_Records shown:_
.....

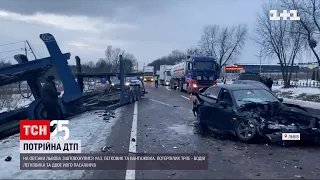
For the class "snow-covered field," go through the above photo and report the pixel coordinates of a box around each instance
[273,85,320,103]
[0,94,34,113]
[0,107,123,179]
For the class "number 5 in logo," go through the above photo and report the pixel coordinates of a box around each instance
[50,120,70,140]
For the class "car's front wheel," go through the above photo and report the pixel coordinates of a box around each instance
[235,118,258,142]
[196,108,209,136]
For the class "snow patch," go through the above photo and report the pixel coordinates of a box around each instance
[0,107,123,179]
[283,98,320,110]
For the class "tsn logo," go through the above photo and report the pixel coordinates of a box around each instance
[20,120,70,140]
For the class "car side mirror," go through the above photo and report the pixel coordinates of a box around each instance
[218,101,229,108]
[278,98,283,102]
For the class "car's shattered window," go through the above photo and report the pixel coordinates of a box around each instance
[233,89,279,106]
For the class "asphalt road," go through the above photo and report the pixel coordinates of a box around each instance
[84,82,320,179]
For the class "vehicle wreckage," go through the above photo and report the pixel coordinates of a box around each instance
[236,100,320,144]
[192,84,320,145]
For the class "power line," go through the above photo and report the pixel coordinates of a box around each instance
[0,41,25,47]
[0,56,15,61]
[27,41,41,59]
[0,48,29,54]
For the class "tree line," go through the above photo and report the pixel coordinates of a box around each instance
[0,45,138,80]
[148,0,320,88]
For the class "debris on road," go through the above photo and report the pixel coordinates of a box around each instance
[4,156,11,162]
[101,145,113,152]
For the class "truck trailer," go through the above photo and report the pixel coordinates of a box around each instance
[159,65,173,85]
[170,56,220,93]
[143,66,154,82]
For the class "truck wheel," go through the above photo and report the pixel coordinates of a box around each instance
[179,82,184,92]
[34,102,63,120]
[134,91,138,101]
[129,94,134,104]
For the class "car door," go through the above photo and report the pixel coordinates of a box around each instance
[214,89,236,130]
[198,87,221,127]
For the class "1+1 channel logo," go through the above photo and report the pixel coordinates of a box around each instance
[269,10,300,21]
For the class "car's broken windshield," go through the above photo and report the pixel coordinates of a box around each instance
[233,89,279,106]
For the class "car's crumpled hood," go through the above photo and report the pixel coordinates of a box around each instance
[237,101,320,143]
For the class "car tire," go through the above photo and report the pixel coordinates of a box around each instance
[235,118,258,142]
[129,94,134,104]
[196,108,209,136]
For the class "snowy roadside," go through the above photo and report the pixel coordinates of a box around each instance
[0,107,123,179]
[273,85,320,103]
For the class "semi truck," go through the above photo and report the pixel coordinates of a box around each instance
[143,66,154,82]
[159,65,173,85]
[170,56,220,93]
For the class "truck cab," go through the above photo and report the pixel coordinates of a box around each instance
[164,68,172,86]
[170,56,220,93]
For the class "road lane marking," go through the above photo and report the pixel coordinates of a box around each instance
[181,95,189,100]
[125,101,138,180]
[150,98,193,112]
[166,87,171,91]
[150,98,177,107]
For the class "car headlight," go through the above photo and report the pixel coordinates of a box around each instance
[111,83,115,86]
[151,78,154,81]
[125,82,130,86]
[140,76,143,79]
[165,81,169,84]
[193,84,197,88]
[144,79,146,81]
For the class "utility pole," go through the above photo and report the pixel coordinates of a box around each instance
[254,48,262,74]
[24,41,28,57]
[259,49,262,74]
[26,40,37,60]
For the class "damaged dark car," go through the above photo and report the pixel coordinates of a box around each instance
[192,84,320,144]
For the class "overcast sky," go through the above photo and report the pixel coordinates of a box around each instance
[1,0,314,70]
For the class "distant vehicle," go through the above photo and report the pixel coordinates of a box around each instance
[143,66,154,82]
[159,65,173,86]
[233,80,276,95]
[163,66,173,86]
[129,79,145,95]
[236,72,271,88]
[192,84,320,144]
[94,81,111,92]
[109,80,130,91]
[170,56,220,93]
[216,79,224,85]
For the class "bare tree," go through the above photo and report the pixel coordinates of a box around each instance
[255,3,305,88]
[281,0,320,65]
[103,45,137,73]
[198,24,247,68]
[186,47,203,56]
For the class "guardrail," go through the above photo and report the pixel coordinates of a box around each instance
[275,80,320,88]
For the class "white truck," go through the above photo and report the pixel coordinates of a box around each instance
[143,66,154,82]
[159,65,173,85]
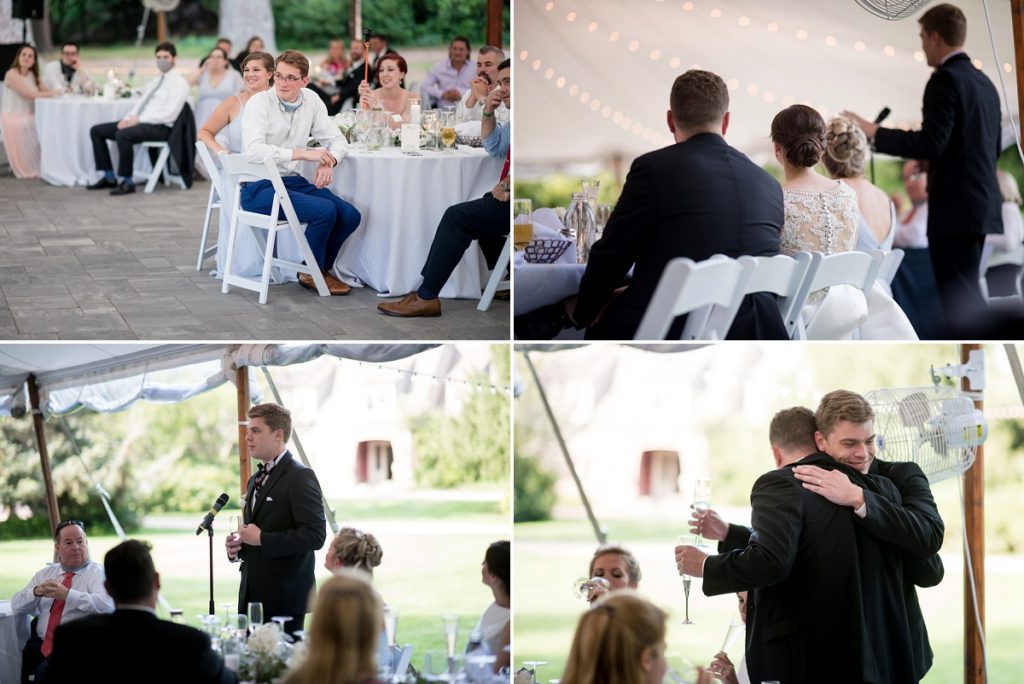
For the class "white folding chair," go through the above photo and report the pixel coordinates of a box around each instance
[194,141,222,270]
[139,141,187,193]
[219,154,330,304]
[980,243,1024,305]
[876,248,905,292]
[477,234,511,311]
[799,249,884,340]
[635,255,754,340]
[394,644,414,677]
[737,251,818,339]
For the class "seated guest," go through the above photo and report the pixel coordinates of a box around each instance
[562,591,711,684]
[242,49,361,296]
[983,169,1024,296]
[377,59,510,317]
[319,39,349,80]
[890,161,946,339]
[197,51,274,156]
[323,526,383,577]
[87,41,189,196]
[200,37,235,70]
[41,41,93,93]
[357,53,414,127]
[471,541,510,673]
[282,572,384,684]
[232,36,265,72]
[1,44,58,179]
[566,69,787,340]
[459,46,506,121]
[312,40,366,116]
[368,33,397,87]
[421,36,474,110]
[189,47,242,130]
[42,539,237,684]
[707,592,750,684]
[584,543,642,604]
[11,520,114,683]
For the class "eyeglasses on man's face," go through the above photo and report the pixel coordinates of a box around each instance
[274,72,304,83]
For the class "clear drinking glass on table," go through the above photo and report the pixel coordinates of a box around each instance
[247,602,263,634]
[513,199,533,251]
[440,111,457,152]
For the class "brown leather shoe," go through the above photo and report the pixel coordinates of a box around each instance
[377,292,442,318]
[298,271,350,295]
[494,288,511,300]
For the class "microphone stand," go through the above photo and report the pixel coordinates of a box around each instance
[207,522,216,615]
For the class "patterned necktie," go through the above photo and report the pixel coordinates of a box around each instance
[40,571,74,657]
[135,74,165,119]
[252,464,270,505]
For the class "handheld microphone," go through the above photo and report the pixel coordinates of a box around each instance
[196,493,229,535]
[873,107,891,125]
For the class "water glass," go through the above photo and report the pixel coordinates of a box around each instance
[513,199,533,250]
[247,602,263,633]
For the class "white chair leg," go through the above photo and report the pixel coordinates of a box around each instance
[221,211,242,295]
[288,221,330,297]
[197,184,216,270]
[258,227,278,305]
[478,236,511,311]
[145,146,170,194]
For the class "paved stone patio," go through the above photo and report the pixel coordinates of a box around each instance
[0,174,508,340]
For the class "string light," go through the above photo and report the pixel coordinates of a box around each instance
[1005,63,1014,73]
[824,35,837,47]
[339,359,511,396]
[884,45,896,57]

.....

Go through the entries and retype them exactly, except for the images.

For the class "snow-covered field," go through the above photo and report the pixel coordinates of a box around each instance
[273,85,320,103]
[0,94,34,113]
[0,107,123,179]
For the class "number 5 in logo," go through the above photo and report the pixel coordinates of a box around each instance
[50,120,70,140]
For the class "car's front wheel," go through the above photo and report the pixel coordinates of a box around each instance
[235,118,258,142]
[196,108,209,136]
For the class "snow patch," go through the above photo and report the pixel coordinates of a box around each instance
[0,107,123,179]
[283,98,320,110]
For the class "tsn logo," go through the above photo and report the pixel coordinates of a box around each instance
[20,120,70,140]
For the class "car side mirror," go through the above photo and report the pixel coordinates of a box around each instance
[218,101,229,108]
[278,98,283,102]
For the class "car's shattered window," go through the above photo and report the pixel coordinates of a box around each instance
[233,89,279,106]
For the class "asphalt road," go through the above photo and report the pixel coordinates of a box around each instance
[84,82,320,179]
For the class "vehicle wreckage," go through the above photo and report the pixel coordinates of a box around each instance
[236,100,320,144]
[192,84,320,145]
For the class "power line," go through the above photo and report the pixel coordinates of a box around each instance
[0,41,25,47]
[0,56,15,61]
[27,41,41,59]
[0,48,29,54]
For the class "tree line," go through the above photo and report the pixel coordinates of a box around each instance
[0,45,138,80]
[148,0,320,88]
For the class "debris on road," go through the above photo and report the pixel coordinates of a box around each instance
[4,156,11,162]
[101,145,113,152]
For the class "truck trailer," go through the above photo and report the pixel coordinates of a box around each instance
[159,65,173,85]
[170,56,220,93]
[143,66,154,82]
For the class "truck wheel," go through the above photo and report the pixel coordinates of a box around each instance
[179,82,184,92]
[34,102,63,120]
[134,91,138,101]
[129,94,134,104]
For the class "car door," go through the above photo and report the pixel coordinates of a box around each instance
[214,89,236,130]
[198,87,221,127]
For the class "1+1 channel logo," go through the above photo and report the pixel coordinates of a box around each instance
[269,10,300,21]
For the class "car's broken windshield," go through the above photo and report the pixel coordinates of a box around each instance
[233,89,279,106]
For the class "car's crumpled hood," go through the above photo and report the pixel coordinates of a box around each instance
[237,101,320,143]
For the class "car tire," go through the above photo and report the pixel coordinates of a box around each instance
[235,118,258,142]
[129,94,134,104]
[196,108,209,136]
For the class "snowy roadside," go through the above photo and report the pixel coordinates of a box around each instance
[0,107,123,179]
[273,85,320,103]
For the class "semi truck," go through the above photo and report the pixel coordinates of a box around each instance
[143,66,154,82]
[159,65,173,85]
[170,56,220,93]
For the class "truck cab," go through the above photo and report the pixel coordinates of a box around each instance
[164,68,172,86]
[170,56,220,93]
For the class "road lane marking," go through the above photo and report the pixel coordinates of a box around each instance
[181,95,189,100]
[125,101,138,180]
[150,98,193,112]
[166,87,171,91]
[150,98,177,107]
For the class "car headlight," go through the above photo and report the pixel coordinates of a box around each instance
[111,83,115,86]
[151,78,154,81]
[125,82,130,86]
[140,76,143,79]
[165,81,169,84]
[193,84,197,88]
[144,79,146,81]
For the class "utility pole," go through the above photo and report the pixel coordinates of a box around each instance
[254,48,262,74]
[24,41,28,57]
[259,49,262,74]
[26,40,37,60]
For the class "damaged dark car," go through the above photo and report the pixel coordinates of a box around each instance
[192,84,320,144]
For the class "overcast sky," go through the above photo and report the pixel coordinates of a box around each instance
[1,0,314,70]
For the class "distant vehicle," go through the above photo and report the pixel coordinates of a box around each instance
[143,66,154,82]
[159,65,173,86]
[233,80,276,95]
[163,66,173,86]
[129,79,145,95]
[236,72,271,88]
[192,84,320,144]
[94,81,111,92]
[109,80,130,91]
[170,56,220,93]
[216,79,224,85]
For the class "bare tree," go through the above photo and report the pixel coordinates of a box around each instance
[255,3,305,88]
[281,0,320,65]
[103,45,137,73]
[198,24,247,68]
[186,47,203,56]
For the class "guardrail," go through the above photo and report the pixel coordinates of a box around each instance
[275,80,320,88]
For the class "white truck," go through the above photo and report the pixel coordinates of a box around each instance
[143,66,154,82]
[159,65,173,85]
For the class "white folding chair," go through the above photo and report the pixel coordinates of a box around each instance
[194,141,222,270]
[139,141,187,193]
[219,154,330,304]
[980,243,1024,305]
[876,248,905,292]
[477,234,511,311]
[799,249,884,340]
[635,255,754,340]
[394,644,414,677]
[737,251,818,339]
For the class "seated guest," go through the above photo and report the pixel coordinates of a box around each instance
[562,591,711,684]
[242,49,361,296]
[983,169,1024,296]
[377,59,510,317]
[319,39,349,80]
[890,161,946,339]
[197,51,274,156]
[323,526,383,577]
[87,41,189,196]
[200,37,235,70]
[41,41,93,93]
[357,53,414,127]
[471,541,510,673]
[282,572,384,684]
[232,36,265,72]
[1,44,58,179]
[566,69,787,340]
[459,46,506,121]
[312,40,366,116]
[368,33,397,87]
[421,36,474,110]
[189,47,242,130]
[42,539,237,684]
[707,592,750,684]
[584,543,642,604]
[11,520,114,683]
For the class "eyeglasses on man's face," go through the above photo and report the pixel coordinates of a box around each instance
[274,72,304,83]
For the class "clear drinking glass on table," go through the above photo and report the pixel coordinates of a box around each instance
[247,602,263,634]
[513,199,533,251]
[440,111,457,152]
For the class "brown leather shoe," go through the above photo and report the pixel coordinates of a box around each instance
[377,292,442,318]
[298,271,350,295]
[494,288,511,300]
For the class "microphone stand," go through the above photo and report the pixel coordinates of a box around each instance
[207,522,216,615]
For the class "patterned necktie," go through the above photo and report the pixel coordinates of a box around each instance
[40,571,74,657]
[135,74,165,119]
[252,464,270,505]
For the class "handheld microphone," go through the above photo and report the pixel coordinates of a box around each instance
[196,493,229,535]
[873,107,891,125]
For the class "water glass," go through the above photo and report the pixel coordinates of a box around each instance
[513,199,533,250]
[247,602,263,633]
For the class "white chair leg," go through the above photo and report the pixel coordinates of a box around each instance
[221,211,242,295]
[288,221,330,297]
[197,184,216,270]
[258,227,278,305]
[478,236,511,311]
[145,146,170,194]
For the class "paved stone patio," go through the above photo and report the pixel coordinates of a box around each instance
[0,174,508,340]
For the class "string light," go through the above photo and report the pixel coordinates of a box around each instance
[1005,63,1014,73]
[824,35,837,47]
[339,359,511,396]
[884,45,896,57]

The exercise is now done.